--- Text for analysis ---
■ ■ ■ ■ ■

The American Cancer Society recommends screening for colorectal cancer starting at age 50. Asymptomatic and healthy, 62-year-old Salim Madain avoided his routine colonoscopy for 12 years, filling his time with family and the great joy of painting. Even with his doctor and loving wife of 32 years, Abby, urging him to have one, it wasn’t until Abby made a heartfelt request to schedule an appointment for a colonoscopy, that he consented to get the screening.

“I wish I had listened at 50,” says Salim. “I thought, ‘I exercise and eat well. I am a healthy person.’ My wife kept telling me to do it and finally made the appointment for me. She is my angel.”

At age 62, the husband and father of two finally had his first colonoscopy. The results were ominous. Unfortunately by this time, a polyp in his colon had turned into cancer.

“He had one large mass and polyp all in the same area, at the very beginning of the colon,” says Theodore Sy, M.D., a gastroenterologist at Saddleback Memorial. “When we find a mass like this, we do blood tests, a CT scan and we wait for the biopsy report. Large polyps may be pre-cancerous or have cancer already.”

After a series of tests it was confirmed that the mass did in fact have cancer cells.

HIS SURGEON PAINTS THE PICTURE

Salim was referred to Nora Evans, M.D., colorectal and general surgeon at Saddleback Memorial.

■ ■ ■ ■ ■

--- What to produce ---
Reproduce, word for word, the part of the colonoscopy story that opens with the words containing "The American Cancer" and closes with "turned into cancer.". Draw only on the colonoscopy story above.

■ ■ ■ ■ ■

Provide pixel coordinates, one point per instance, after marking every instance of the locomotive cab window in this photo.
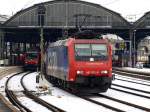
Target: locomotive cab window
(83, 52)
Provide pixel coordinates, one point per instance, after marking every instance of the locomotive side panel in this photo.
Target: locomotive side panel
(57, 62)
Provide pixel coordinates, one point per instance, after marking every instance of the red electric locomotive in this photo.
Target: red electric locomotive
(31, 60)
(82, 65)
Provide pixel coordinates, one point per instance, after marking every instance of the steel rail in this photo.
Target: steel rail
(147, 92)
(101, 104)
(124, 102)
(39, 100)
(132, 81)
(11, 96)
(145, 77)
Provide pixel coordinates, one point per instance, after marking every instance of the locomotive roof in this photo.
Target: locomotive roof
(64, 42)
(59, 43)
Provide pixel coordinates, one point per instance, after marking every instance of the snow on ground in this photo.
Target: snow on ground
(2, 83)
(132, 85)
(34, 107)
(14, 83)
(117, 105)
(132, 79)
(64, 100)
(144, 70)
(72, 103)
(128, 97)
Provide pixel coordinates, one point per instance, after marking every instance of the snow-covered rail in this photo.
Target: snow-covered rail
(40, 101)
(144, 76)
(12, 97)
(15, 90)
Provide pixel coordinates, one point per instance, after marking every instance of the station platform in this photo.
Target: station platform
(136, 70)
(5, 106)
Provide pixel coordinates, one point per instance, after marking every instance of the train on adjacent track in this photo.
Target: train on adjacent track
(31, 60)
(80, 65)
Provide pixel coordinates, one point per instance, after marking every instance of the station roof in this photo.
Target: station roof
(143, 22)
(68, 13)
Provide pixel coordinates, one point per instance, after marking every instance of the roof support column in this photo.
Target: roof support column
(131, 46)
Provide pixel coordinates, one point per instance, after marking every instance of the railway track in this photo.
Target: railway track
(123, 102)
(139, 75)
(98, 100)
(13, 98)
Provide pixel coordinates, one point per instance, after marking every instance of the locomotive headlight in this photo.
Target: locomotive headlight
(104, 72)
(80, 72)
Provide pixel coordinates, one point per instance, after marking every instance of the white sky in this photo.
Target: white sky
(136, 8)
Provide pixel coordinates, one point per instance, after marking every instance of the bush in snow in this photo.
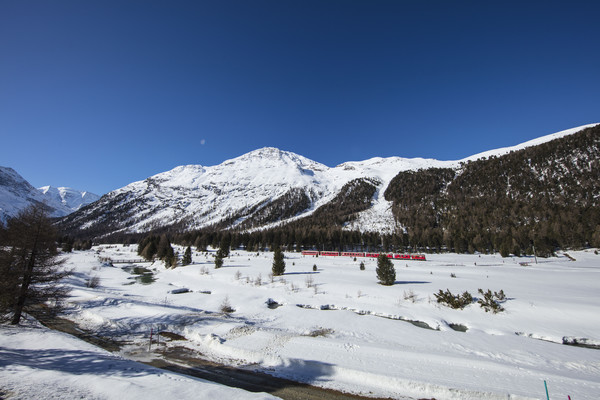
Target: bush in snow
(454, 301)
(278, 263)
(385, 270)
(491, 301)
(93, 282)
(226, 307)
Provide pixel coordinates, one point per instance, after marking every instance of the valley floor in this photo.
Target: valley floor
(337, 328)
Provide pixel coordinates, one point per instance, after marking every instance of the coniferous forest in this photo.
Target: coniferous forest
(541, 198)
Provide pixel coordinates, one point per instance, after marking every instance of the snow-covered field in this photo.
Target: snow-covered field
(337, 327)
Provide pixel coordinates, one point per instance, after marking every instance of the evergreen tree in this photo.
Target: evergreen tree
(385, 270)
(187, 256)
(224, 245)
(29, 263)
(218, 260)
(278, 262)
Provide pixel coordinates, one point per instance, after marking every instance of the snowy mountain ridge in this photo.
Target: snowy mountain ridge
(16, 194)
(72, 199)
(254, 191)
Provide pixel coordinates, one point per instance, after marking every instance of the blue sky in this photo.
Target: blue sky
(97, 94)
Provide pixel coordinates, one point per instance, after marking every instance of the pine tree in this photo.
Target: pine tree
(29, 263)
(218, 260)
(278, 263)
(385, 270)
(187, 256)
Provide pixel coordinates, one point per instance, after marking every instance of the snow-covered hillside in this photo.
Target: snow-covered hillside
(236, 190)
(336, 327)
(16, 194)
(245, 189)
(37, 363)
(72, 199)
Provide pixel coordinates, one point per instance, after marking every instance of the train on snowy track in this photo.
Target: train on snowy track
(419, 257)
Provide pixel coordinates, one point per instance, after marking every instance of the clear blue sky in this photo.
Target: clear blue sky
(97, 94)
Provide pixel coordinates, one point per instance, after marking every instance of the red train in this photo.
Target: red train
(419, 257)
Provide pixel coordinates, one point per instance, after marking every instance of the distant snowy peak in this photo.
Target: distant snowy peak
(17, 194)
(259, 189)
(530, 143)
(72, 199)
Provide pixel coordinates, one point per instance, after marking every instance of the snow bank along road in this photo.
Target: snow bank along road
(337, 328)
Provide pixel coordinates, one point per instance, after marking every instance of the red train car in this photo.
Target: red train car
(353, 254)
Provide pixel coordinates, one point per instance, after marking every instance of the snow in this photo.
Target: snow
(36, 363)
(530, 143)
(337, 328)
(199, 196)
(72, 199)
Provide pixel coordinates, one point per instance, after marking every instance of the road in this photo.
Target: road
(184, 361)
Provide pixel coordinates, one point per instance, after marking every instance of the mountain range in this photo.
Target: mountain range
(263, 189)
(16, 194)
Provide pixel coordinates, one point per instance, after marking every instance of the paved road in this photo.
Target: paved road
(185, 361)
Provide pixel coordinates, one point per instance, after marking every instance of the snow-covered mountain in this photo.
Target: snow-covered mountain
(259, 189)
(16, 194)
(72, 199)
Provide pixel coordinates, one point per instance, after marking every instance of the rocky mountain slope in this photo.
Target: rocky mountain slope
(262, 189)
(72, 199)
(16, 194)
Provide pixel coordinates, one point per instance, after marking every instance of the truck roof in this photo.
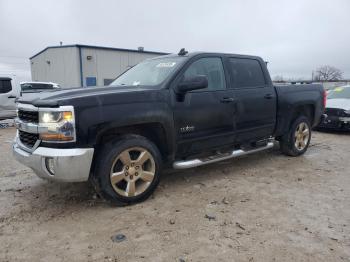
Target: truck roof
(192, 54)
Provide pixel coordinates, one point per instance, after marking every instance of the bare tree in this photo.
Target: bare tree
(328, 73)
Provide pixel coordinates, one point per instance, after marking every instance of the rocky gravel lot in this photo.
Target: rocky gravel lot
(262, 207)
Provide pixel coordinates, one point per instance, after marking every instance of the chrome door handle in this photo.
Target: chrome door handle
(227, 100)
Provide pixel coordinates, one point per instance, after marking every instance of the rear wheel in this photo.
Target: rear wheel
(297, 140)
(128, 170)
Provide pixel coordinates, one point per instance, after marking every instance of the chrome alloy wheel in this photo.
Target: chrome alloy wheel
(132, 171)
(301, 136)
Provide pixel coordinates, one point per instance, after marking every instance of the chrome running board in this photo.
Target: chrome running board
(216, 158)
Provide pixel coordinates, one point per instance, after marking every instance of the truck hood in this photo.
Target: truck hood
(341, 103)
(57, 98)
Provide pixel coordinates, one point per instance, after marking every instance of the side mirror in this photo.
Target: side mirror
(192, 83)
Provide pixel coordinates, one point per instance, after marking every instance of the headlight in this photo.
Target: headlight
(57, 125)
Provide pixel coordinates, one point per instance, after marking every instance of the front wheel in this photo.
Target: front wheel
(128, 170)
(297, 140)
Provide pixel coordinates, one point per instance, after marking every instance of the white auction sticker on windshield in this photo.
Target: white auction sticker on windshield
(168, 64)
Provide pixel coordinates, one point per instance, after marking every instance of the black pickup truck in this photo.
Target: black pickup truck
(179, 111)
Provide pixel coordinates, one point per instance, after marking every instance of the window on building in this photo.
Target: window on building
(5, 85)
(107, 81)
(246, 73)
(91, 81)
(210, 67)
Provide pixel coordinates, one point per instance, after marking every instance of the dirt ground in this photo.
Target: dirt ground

■ ■ ■ ■ ■

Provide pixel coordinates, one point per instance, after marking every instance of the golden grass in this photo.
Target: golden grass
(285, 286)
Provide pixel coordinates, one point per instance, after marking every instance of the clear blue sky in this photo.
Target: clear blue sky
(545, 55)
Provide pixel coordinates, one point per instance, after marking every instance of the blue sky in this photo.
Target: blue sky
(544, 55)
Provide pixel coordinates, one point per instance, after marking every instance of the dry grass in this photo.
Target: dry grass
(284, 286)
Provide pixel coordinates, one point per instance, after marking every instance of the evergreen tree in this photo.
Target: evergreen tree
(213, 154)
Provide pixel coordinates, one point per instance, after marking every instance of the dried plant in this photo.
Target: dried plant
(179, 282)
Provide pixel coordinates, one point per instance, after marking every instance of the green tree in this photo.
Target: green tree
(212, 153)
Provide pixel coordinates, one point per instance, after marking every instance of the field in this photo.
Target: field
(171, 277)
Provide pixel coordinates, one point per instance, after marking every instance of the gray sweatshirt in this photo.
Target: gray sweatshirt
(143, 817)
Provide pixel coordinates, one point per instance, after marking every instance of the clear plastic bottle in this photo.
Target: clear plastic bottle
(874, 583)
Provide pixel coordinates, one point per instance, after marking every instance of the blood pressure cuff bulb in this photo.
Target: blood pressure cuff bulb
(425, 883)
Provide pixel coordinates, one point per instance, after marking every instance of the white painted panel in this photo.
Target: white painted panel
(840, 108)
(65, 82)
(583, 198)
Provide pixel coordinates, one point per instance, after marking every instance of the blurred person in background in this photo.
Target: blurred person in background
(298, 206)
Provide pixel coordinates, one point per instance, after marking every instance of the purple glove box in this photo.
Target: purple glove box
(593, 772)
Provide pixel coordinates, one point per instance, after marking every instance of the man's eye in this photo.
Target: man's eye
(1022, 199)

■ ■ ■ ■ ■

--- Reply ---
The American Cancer Society recommends screening for colorectal cancer starting at age 50. Asymptomatic and healthy, 62-year-old Salim Madain avoided his routine colonoscopy for 12 years, filling his time with family and the great joy of painting. Even with his doctor and loving wife of 32 years, Abby, urging him to have one, it wasn’t until Abby made a heartfelt request to schedule an appointment for a colonoscopy, that he consented to get the screening.

“I wish I had listened at 50,” says Salim. “I thought, ‘I exercise and eat well. I am a healthy person.’ My wife kept telling me to do it and finally made the appointment for me. She is my angel.”

At age 62, the husband and father of two finally had his first colonoscopy. The results were ominous. Unfortunately by this time, a polyp in his colon had turned into cancer.